▸ **Exercise**
List every person the news story about football concussions mentions by full name.

▸ **Passage provided**
BEGIN

Duluth, MN (NNCNOW.com) --- Football has always been a game of hitting --- but for Duluth Denfeld senior Kevin Marshall, the hits have now stopped.
"He lowered his head, and I lowered my head," Marshall said. "It was helmet-to-helmet."
Three days later, it was confirmed. Marshall had suffered a sixth concussion in six years, and doctors had seen enough.
"They came back and basically told me I couldn't play anymore," he continued, "that they would never clear me."
Dr. Kenji Sudoh is a sports medicine physician at Essentia Health-St. Mary's hospital in Duluth, Minn. He says it's tough to gauge if any particular patient will suffer from long-term effects, but the possibility is definitely there.
"Right now we don't have great studies that say how many concussions are too many concussions," Dr. Sudoh said. "We know it's a traumatic brain injury, and if you have repetitive traumatic brain injuries it can have long-term effects on your brain function."
"I've felt it now because it's been harder to concentrate and retain information," Marshall said following his latest concussion. "I haven't been able to. Sometimes I have blurred vision."
And it's not just Marshall. A 2013 study funded by the Institute of Medicine says sports and recreation-related traumatic brain injuries fall between 1.6 and 3.8 million per year in the United States.
Still, it's an injury that just recently has been thrust into the national spotlight.
"In the past, I know a lot of them have slipped through because athletes thought that was part of the gig," Essentia Health-St. Mary's athletic trainer Terry Hanson said. "They had headaches and concussive-like symptoms, and they never reported it."
That group includes former NFL star Brett Favre, who told WSPZ radio last month he wasn't even sure how many concussions he'd suffered in his 20-plus seasons of professional football.
"I think after 20 years, God only knows the toll," Favre said. "This was a little shocking to me, that I couldn't remember my daughter playing youth soccer."
The obvious counterargument here is that Favre was a professional.
Risk comes with the reward - and with an estimated net worth of over $100 million, Favre's reward was certainly great.
But then there are kids like Marshall, an unpaid amateur who played his games at Public Schools Stadium instead of the famed Lambeau Field --- but a player all the same who carries that popular "play at all costs" mentality into the game.
"You feel like you don't want to let your team down," Marshall said. "You feel like if you're not on the field you're letting your team down. So you try to do everything in your power to deny, deny, deny, and get back on the field again."
That's exactly the culture among athletes, at nearly every level, that medical experts are trying to change.
Dr. Susan Hoppe, the athletic trainer of the UMD men's hockey team, says she uses the same analogy with every athlete returning from a concussion.

END

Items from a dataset
BEGIN

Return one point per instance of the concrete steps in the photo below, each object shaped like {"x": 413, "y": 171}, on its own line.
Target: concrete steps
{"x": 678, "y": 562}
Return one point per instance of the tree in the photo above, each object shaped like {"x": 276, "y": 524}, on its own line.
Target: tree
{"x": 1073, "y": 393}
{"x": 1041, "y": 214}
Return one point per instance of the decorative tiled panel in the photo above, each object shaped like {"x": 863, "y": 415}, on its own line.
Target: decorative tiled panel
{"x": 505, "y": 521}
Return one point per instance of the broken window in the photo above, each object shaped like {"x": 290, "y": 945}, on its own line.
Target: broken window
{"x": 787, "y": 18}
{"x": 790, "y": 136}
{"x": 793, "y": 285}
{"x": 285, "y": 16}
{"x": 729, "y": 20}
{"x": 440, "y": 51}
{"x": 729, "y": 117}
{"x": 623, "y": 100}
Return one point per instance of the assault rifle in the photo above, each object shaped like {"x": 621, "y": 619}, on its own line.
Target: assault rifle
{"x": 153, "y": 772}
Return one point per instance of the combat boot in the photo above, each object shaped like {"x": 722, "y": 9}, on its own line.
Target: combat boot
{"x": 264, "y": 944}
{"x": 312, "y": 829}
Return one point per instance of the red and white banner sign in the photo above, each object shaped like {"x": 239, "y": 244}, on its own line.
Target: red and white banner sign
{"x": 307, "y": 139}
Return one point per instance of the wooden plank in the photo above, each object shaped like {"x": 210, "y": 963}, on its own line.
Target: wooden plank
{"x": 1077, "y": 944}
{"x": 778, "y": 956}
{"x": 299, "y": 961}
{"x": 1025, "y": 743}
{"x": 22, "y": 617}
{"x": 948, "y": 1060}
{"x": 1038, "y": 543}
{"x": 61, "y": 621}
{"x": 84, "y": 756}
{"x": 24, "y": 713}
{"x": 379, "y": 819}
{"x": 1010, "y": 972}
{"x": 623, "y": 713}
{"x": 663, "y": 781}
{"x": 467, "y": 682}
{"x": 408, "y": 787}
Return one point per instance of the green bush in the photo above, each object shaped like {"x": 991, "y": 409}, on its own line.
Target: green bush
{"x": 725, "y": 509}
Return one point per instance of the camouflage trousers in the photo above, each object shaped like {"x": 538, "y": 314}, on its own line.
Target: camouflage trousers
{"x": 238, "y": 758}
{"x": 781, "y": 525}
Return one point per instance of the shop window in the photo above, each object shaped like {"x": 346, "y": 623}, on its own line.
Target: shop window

END

▸ **Solution to the exercise**
Kevin Marshall
Dr. Kenji Sudoh
Terry Hanson
Brett Favre
Dr. Susan Hoppe